Your tasks.
1) List every school or university named in the passage about Gordon Turk.
2) Print the passage about Gordon Turk from the words "Gordon Turk (born" up to and including the words "at Rowan University.".

Gordon Turk (born 1949) is an American concert organist. He has played throughout the United States, made two concert tours in Japan, and performed frequently in Europe, including Ukraine and Russia, both as solo organist and with orchestra.

==Early years and education==
The son of a Methodist minister in New Jersey, Turk began piano studies at age five and then organ when he was ten years old. He graduated from the Curtis Institute of Music, where he studied piano and organ. He also studied with New York composer and organist McNeil Robinson at the Manhattan School of Music in New York City, earning the master's degree and the Doctor of Musical Arts, both with honors. He is a former Professor of Organ at West Chester University (1992–1999) and in 2013 became professor of organ instruction at Rowan University.

==Professional career==
Turk is particularly well known as resident organist of the Great Auditorium in Ocean Grove, New Jersey. Since he took this post in 1974, the famed Robert Hope-Jones organ has been enriched with a remarkably diverse tonal palette and expanded to its current size of 207 ranks and 12,200 total pipes, played from a five-manual console.

Source material.
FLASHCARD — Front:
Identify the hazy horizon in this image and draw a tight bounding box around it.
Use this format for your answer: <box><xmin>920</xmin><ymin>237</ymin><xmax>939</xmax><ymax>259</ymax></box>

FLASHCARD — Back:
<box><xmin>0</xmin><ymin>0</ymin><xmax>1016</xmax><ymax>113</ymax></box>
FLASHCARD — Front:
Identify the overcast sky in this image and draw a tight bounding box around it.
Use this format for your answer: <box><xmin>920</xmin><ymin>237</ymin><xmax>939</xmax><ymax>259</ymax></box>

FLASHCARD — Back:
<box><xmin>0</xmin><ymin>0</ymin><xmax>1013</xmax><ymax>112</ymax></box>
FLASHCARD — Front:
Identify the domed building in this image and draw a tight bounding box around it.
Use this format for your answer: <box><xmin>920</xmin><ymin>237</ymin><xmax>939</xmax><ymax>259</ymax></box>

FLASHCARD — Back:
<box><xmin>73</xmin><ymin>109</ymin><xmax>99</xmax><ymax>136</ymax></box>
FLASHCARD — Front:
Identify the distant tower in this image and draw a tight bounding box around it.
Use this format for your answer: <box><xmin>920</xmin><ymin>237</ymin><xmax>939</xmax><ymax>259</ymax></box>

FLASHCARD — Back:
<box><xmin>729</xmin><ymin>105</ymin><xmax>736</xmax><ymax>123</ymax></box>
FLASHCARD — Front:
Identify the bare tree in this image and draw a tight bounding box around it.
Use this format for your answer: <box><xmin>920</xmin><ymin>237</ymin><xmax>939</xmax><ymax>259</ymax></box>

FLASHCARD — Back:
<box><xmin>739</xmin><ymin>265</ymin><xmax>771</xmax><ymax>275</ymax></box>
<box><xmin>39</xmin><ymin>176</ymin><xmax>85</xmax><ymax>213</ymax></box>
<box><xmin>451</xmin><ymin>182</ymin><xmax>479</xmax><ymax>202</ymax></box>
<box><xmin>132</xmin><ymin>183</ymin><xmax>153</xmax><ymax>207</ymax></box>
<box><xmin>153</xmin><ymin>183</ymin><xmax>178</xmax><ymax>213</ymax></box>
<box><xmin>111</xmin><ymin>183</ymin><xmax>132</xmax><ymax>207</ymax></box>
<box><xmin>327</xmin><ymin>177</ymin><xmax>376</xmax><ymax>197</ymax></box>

Responses for each task.
1)
Curtis Institute of Music
Manhattan School of Music
West Chester University
Rowan University

2)
Gordon Turk (born 1949) is an American concert organist. He has played throughout the United States, made two concert tours in Japan, and performed frequently in Europe, including Ukraine and Russia, both as solo organist and with orchestra.

==Early years and education==
The son of a Methodist minister in New Jersey, Turk began piano studies at age five and then organ when he was ten years old. He graduated from the Curtis Institute of Music, where he studied piano and organ. He also studied with New York composer and organist McNeil Robinson at the Manhattan School of Music in New York City, earning the master's degree and the Doctor of Musical Arts, both with honors. He is a former Professor of Organ at West Chester University (1992–1999) and in 2013 became professor of organ instruction at Rowan University.